/---

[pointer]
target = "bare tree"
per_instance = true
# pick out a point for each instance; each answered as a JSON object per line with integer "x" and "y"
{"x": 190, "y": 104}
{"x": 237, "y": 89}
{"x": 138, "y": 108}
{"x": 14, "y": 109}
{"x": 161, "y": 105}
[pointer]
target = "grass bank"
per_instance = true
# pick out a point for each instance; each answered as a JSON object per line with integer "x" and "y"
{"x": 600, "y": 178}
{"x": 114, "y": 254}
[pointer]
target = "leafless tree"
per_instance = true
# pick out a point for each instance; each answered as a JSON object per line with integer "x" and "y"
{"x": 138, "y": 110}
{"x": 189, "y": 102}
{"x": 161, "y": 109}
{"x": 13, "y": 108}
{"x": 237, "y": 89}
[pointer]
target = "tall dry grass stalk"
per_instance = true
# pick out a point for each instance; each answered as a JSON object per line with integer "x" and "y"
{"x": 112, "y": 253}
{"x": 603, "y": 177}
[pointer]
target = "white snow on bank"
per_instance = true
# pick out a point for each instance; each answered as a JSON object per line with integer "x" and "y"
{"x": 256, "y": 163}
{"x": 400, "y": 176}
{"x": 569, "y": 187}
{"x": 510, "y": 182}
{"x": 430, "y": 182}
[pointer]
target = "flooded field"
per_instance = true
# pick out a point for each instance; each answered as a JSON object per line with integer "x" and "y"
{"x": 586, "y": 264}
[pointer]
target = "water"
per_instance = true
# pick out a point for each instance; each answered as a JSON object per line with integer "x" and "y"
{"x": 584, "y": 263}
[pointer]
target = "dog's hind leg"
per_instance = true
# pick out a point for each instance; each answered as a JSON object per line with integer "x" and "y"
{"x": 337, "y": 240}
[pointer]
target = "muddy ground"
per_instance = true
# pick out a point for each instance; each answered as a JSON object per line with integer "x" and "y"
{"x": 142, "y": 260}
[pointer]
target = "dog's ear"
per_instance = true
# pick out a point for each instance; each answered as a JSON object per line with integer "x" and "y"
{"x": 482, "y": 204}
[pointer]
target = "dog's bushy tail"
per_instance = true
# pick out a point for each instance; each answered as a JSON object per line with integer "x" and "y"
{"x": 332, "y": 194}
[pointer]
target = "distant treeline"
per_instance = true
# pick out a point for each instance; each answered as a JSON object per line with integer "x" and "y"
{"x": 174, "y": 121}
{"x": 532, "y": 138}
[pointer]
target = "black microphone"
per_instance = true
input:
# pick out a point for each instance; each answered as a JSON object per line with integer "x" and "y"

\---

### Work to complete
Gather every line from the entries above that contains the word "bank".

### Response for this exercise
target = "grass bank"
target = "white snow on bank"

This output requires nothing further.